Record extracts section start

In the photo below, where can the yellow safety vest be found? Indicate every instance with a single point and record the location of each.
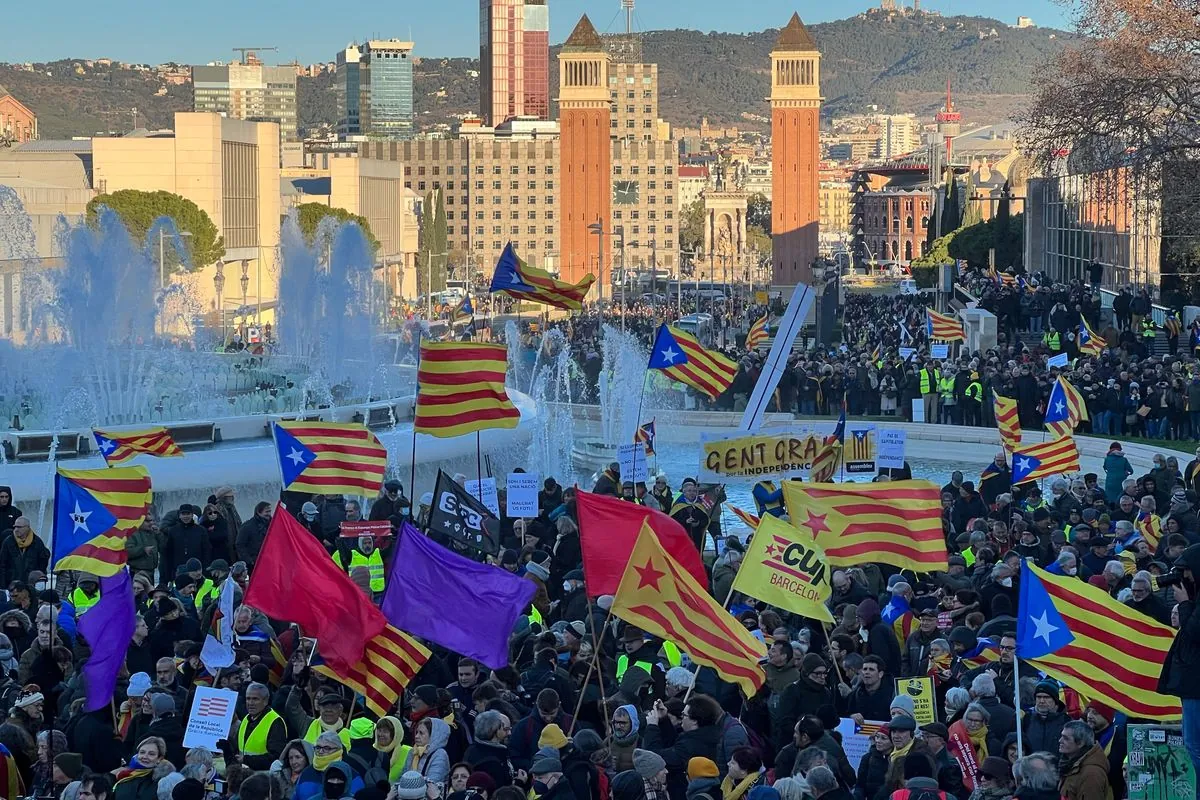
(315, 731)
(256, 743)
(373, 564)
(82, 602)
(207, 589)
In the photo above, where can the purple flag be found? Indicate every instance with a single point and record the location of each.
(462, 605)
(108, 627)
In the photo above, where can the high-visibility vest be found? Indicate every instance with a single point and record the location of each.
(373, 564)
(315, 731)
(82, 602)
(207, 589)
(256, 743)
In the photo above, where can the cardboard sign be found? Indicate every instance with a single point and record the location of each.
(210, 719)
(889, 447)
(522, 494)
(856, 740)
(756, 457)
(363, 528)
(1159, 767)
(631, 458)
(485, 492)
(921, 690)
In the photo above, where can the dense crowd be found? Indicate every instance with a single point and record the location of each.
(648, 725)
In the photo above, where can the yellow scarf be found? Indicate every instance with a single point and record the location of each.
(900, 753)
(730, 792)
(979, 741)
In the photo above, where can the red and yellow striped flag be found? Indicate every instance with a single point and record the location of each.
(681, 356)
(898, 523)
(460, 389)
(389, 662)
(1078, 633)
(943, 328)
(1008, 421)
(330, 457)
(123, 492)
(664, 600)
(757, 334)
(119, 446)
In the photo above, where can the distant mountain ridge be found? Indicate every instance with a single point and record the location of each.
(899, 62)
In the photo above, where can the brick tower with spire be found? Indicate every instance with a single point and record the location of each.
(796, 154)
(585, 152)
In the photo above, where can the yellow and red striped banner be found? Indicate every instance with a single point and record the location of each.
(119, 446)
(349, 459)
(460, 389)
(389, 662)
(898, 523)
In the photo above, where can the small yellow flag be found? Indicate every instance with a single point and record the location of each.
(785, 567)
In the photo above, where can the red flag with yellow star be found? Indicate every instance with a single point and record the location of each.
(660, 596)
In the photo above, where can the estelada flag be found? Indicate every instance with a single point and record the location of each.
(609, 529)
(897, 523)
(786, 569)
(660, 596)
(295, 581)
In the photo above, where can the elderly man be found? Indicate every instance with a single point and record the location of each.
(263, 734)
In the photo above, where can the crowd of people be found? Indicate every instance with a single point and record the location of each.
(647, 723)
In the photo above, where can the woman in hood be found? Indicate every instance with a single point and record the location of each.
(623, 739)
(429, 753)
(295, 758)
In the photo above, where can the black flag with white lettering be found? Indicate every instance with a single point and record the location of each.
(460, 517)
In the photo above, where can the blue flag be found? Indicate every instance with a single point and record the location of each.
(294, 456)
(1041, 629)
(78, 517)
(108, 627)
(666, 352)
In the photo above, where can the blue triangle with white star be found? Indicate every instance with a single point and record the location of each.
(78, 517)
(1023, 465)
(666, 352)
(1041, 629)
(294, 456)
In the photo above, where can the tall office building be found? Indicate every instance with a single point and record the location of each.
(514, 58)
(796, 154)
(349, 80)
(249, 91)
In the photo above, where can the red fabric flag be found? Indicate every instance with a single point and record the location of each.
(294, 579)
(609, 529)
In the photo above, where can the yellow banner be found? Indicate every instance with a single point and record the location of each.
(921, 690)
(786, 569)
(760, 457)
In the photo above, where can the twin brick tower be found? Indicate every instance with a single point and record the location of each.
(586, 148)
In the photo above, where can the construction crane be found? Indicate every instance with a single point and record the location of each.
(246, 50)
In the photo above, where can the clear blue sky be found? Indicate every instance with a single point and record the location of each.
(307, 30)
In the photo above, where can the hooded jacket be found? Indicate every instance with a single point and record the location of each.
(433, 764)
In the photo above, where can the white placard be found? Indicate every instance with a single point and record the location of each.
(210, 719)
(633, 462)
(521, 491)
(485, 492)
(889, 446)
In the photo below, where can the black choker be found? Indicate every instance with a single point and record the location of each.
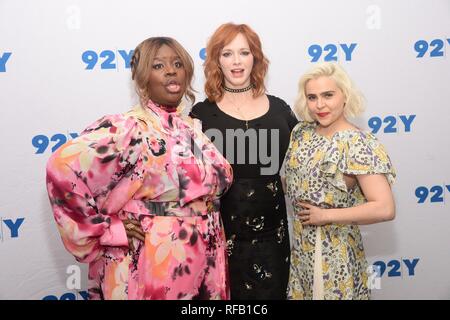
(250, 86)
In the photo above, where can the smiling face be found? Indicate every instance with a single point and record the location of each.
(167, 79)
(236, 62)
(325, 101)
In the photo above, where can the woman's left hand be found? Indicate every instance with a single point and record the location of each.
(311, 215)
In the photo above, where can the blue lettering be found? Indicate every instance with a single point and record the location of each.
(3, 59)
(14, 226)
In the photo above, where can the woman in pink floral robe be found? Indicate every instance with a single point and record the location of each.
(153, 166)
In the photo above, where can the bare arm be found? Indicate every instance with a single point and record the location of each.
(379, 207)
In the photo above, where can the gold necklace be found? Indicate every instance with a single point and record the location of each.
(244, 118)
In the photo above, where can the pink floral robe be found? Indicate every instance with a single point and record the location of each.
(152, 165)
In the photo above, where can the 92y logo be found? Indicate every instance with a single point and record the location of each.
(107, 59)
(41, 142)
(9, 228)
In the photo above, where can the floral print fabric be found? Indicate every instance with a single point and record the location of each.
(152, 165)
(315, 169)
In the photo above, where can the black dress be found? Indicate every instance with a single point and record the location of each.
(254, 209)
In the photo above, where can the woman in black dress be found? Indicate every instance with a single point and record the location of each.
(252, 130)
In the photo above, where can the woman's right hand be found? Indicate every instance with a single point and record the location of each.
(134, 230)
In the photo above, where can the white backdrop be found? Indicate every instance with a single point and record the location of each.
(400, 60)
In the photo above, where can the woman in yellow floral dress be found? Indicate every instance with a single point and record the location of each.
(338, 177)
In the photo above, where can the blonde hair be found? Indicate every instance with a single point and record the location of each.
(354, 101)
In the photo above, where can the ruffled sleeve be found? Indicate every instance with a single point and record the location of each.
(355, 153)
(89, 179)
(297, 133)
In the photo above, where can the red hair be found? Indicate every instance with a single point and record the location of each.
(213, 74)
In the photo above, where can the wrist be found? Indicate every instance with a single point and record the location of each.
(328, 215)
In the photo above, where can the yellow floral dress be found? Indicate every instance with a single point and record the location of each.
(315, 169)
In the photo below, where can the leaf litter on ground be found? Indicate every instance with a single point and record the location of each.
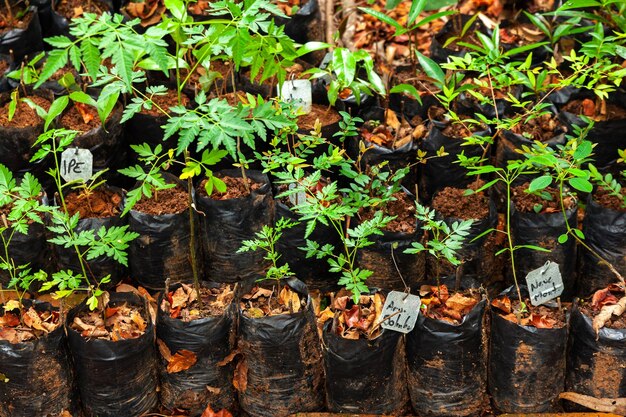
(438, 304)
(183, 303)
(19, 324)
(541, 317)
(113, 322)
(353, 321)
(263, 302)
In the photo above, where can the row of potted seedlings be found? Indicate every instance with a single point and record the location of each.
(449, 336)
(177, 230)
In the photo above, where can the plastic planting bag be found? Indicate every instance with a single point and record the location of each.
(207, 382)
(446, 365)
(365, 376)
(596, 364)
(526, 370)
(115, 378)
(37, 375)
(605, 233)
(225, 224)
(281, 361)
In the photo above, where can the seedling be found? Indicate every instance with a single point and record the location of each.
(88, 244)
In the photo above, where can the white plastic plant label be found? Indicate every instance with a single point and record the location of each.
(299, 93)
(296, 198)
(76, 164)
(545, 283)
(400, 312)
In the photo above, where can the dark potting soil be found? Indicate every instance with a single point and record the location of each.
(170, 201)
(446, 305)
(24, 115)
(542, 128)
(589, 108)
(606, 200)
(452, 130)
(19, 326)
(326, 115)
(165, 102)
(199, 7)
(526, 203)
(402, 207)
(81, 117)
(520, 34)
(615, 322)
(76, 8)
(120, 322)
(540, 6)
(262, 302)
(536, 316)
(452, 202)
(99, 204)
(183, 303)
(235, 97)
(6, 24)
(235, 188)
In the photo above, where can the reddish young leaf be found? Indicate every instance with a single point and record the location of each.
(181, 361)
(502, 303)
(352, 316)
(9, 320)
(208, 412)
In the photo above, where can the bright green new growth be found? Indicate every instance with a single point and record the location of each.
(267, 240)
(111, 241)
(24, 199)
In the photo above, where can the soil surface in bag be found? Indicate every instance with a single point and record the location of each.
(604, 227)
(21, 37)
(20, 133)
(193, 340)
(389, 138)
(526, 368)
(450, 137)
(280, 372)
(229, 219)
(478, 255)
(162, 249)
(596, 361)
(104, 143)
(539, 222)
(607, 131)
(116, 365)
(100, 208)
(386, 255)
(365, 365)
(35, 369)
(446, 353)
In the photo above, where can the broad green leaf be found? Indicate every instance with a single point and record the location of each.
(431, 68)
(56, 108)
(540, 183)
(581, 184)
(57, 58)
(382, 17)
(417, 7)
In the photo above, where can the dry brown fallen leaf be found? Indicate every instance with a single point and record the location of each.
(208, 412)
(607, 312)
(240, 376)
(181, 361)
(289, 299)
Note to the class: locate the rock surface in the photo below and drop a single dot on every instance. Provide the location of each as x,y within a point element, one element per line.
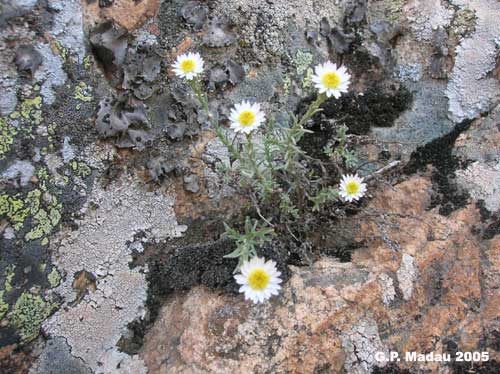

Record extracts section end
Record extracts section start

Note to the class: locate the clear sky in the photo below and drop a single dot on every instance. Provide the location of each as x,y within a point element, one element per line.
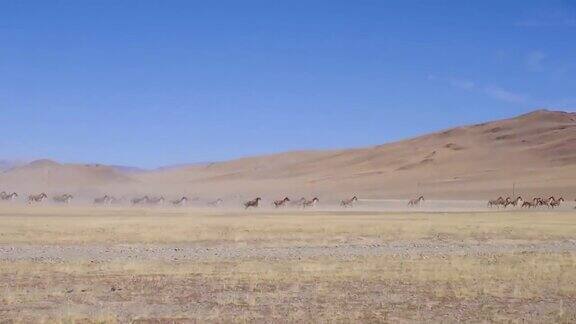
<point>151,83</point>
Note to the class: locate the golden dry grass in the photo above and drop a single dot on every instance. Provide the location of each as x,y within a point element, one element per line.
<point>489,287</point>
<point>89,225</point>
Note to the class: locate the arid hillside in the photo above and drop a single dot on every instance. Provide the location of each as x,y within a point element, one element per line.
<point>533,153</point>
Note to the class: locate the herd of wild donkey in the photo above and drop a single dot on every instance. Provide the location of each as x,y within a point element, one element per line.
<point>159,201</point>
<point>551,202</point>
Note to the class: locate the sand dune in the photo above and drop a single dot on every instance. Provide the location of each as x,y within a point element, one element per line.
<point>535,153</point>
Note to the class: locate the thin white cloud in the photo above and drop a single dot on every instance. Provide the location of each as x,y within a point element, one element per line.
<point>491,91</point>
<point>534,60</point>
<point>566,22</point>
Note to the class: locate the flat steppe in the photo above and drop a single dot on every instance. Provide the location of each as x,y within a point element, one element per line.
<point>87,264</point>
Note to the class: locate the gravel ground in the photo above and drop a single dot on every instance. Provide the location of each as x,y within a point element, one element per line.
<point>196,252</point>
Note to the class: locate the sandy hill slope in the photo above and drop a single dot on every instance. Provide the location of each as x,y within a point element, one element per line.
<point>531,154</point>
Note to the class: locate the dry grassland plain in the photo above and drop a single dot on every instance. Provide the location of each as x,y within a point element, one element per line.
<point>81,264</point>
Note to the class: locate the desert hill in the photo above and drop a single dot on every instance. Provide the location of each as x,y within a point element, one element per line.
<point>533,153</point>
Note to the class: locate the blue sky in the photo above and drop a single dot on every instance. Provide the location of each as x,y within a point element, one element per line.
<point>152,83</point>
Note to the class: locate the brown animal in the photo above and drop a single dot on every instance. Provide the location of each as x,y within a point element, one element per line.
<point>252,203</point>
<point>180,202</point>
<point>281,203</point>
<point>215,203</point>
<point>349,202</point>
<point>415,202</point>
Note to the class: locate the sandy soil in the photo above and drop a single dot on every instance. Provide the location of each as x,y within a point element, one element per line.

Record extracts section end

Your instructions: From the line that has "In the photo above, where can the soil" through the line that has "Note to the class: locate the rock", copy every line exactly as it appears above, and leave out all others.

Exercise answer:
In the photo above, where can the soil surface in bag be found? Indicate every instance with a single point and record the location of each.
(604, 227)
(21, 37)
(20, 133)
(193, 340)
(389, 138)
(526, 368)
(450, 137)
(280, 372)
(229, 219)
(478, 255)
(162, 249)
(596, 361)
(104, 143)
(539, 222)
(607, 131)
(116, 365)
(100, 208)
(386, 255)
(365, 365)
(35, 369)
(446, 353)
In the photo above, where can the broad green leaf be found? Indicate every instance with a single point and record the location of each.
(431, 68)
(56, 108)
(540, 183)
(581, 184)
(57, 58)
(382, 17)
(417, 7)
In the photo above, where can the dry brown fallen leaf be found? Indicate every instance with a single point and record the location of each.
(208, 412)
(607, 312)
(240, 376)
(181, 361)
(289, 299)
Note to the class: locate the rock surface in the photo below and drop a single dot on every instance. Provide the location of each as x,y within a point element, one element per line.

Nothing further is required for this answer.